WORK ORDER
Beginning with the opening line, restate the following material exactly, up through the line that contains "skin top of".

PROVIDED DATA

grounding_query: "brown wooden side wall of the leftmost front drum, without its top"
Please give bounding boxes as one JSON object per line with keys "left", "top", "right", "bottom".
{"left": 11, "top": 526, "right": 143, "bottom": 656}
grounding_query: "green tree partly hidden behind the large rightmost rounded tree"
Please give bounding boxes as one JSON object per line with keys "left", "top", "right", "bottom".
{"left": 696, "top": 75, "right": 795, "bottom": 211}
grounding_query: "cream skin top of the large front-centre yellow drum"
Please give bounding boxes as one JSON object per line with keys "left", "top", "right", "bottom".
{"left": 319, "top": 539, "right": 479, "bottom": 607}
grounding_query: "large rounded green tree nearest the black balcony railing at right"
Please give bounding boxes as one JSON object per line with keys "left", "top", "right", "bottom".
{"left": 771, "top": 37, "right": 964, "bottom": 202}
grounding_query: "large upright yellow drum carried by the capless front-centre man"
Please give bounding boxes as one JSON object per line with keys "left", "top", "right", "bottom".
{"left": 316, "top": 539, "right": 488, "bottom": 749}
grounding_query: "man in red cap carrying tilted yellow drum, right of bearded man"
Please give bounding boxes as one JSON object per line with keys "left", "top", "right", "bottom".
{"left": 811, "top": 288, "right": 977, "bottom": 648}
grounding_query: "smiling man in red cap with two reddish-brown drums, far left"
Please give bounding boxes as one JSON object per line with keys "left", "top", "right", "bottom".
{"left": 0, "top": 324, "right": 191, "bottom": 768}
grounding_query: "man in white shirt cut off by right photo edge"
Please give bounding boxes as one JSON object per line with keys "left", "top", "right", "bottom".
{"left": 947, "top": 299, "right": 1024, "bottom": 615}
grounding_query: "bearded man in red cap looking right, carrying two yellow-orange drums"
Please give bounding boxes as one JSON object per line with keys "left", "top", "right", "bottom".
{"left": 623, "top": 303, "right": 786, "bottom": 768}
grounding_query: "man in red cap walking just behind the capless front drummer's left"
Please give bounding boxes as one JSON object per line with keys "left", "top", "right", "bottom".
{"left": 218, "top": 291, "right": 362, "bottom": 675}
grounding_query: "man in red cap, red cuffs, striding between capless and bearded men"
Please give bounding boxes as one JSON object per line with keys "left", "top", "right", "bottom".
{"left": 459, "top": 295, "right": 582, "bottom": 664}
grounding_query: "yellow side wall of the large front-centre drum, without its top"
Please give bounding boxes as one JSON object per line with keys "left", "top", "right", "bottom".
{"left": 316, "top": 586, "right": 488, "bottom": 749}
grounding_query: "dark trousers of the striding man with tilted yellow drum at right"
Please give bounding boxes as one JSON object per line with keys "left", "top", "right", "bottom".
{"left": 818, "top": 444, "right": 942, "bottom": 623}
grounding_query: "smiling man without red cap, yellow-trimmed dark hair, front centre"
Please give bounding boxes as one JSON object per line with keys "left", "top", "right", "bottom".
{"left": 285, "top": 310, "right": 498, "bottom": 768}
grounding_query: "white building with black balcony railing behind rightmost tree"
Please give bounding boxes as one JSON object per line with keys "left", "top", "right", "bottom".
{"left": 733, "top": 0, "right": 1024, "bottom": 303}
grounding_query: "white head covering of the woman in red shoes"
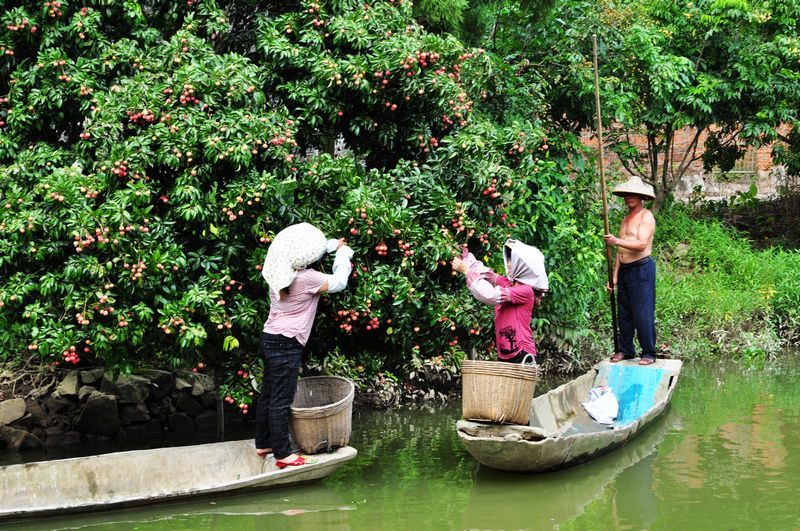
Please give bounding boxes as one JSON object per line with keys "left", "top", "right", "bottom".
{"left": 261, "top": 223, "right": 327, "bottom": 296}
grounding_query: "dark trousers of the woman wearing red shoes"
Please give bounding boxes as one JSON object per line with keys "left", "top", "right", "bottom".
{"left": 256, "top": 333, "right": 303, "bottom": 459}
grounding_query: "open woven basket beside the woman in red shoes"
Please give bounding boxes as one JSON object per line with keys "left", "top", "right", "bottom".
{"left": 289, "top": 376, "right": 355, "bottom": 454}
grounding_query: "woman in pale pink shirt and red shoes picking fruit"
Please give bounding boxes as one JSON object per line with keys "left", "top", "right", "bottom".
{"left": 256, "top": 223, "right": 353, "bottom": 468}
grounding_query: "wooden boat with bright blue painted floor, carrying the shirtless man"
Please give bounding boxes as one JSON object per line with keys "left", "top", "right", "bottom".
{"left": 456, "top": 360, "right": 682, "bottom": 472}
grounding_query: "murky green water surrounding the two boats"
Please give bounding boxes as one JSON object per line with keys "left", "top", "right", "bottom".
{"left": 6, "top": 360, "right": 800, "bottom": 531}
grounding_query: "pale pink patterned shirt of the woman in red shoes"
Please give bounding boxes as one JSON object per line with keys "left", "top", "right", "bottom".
{"left": 264, "top": 269, "right": 327, "bottom": 346}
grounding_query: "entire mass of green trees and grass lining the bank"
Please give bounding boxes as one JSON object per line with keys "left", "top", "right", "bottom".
{"left": 0, "top": 0, "right": 800, "bottom": 403}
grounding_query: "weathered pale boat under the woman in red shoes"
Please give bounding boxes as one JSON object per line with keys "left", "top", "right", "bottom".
{"left": 0, "top": 440, "right": 357, "bottom": 520}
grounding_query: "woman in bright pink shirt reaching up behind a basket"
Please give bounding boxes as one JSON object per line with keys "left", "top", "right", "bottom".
{"left": 453, "top": 239, "right": 548, "bottom": 363}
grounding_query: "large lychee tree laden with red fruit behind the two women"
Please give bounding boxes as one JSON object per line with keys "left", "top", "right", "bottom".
{"left": 0, "top": 0, "right": 601, "bottom": 405}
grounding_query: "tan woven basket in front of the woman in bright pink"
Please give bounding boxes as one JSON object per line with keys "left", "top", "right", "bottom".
{"left": 461, "top": 360, "right": 539, "bottom": 425}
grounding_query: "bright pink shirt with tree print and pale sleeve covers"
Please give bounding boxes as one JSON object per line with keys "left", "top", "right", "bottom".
{"left": 467, "top": 269, "right": 537, "bottom": 360}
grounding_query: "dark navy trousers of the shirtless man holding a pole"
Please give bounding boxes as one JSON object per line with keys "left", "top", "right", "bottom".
{"left": 617, "top": 256, "right": 656, "bottom": 358}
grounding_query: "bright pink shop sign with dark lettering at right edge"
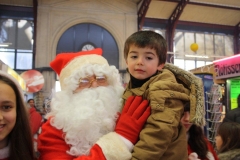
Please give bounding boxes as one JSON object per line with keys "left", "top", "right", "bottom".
{"left": 213, "top": 54, "right": 240, "bottom": 79}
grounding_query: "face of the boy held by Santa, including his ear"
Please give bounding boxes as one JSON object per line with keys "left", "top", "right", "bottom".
{"left": 126, "top": 45, "right": 164, "bottom": 79}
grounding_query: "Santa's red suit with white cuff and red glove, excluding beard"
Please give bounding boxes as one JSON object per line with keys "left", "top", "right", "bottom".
{"left": 38, "top": 96, "right": 150, "bottom": 160}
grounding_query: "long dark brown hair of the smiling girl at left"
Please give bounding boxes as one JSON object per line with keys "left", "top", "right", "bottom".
{"left": 0, "top": 74, "right": 35, "bottom": 160}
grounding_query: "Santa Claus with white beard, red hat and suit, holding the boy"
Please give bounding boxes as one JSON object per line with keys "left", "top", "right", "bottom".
{"left": 38, "top": 49, "right": 150, "bottom": 160}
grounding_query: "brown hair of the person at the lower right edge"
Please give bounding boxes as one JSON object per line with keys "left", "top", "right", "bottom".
{"left": 217, "top": 122, "right": 240, "bottom": 153}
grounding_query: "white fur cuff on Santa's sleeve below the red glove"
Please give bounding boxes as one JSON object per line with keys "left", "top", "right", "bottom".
{"left": 97, "top": 132, "right": 132, "bottom": 160}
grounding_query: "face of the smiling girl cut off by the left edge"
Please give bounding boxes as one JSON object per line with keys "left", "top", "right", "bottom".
{"left": 0, "top": 81, "right": 17, "bottom": 149}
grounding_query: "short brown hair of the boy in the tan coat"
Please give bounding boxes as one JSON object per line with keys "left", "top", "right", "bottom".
{"left": 124, "top": 31, "right": 167, "bottom": 65}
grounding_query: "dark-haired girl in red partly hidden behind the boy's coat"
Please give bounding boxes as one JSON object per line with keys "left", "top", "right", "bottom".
{"left": 181, "top": 103, "right": 218, "bottom": 160}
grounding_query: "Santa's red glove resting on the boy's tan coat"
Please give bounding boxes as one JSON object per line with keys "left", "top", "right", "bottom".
{"left": 115, "top": 96, "right": 151, "bottom": 144}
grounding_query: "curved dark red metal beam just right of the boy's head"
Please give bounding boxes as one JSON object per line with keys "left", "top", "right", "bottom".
{"left": 167, "top": 0, "right": 189, "bottom": 52}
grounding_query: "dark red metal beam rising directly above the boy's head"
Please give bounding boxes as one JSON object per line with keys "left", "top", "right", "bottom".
{"left": 138, "top": 0, "right": 151, "bottom": 30}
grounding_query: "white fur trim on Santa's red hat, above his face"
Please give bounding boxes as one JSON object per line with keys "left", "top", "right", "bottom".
{"left": 59, "top": 54, "right": 109, "bottom": 90}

RESULT OF THIS EXERCISE
grounding_query: "brown wooden side wall of the leftmost front drum, without its top"
Please give bounding boxes as one JSON object per line with keys "left", "top", "right", "bottom".
{"left": 11, "top": 526, "right": 143, "bottom": 656}
grounding_query: "green tree partly hidden behind the large rightmost rounded tree"
Please give bounding boxes as one JSON object per line with keys "left", "top", "right", "bottom".
{"left": 696, "top": 75, "right": 795, "bottom": 211}
grounding_query: "cream skin top of the large front-centre yellow drum"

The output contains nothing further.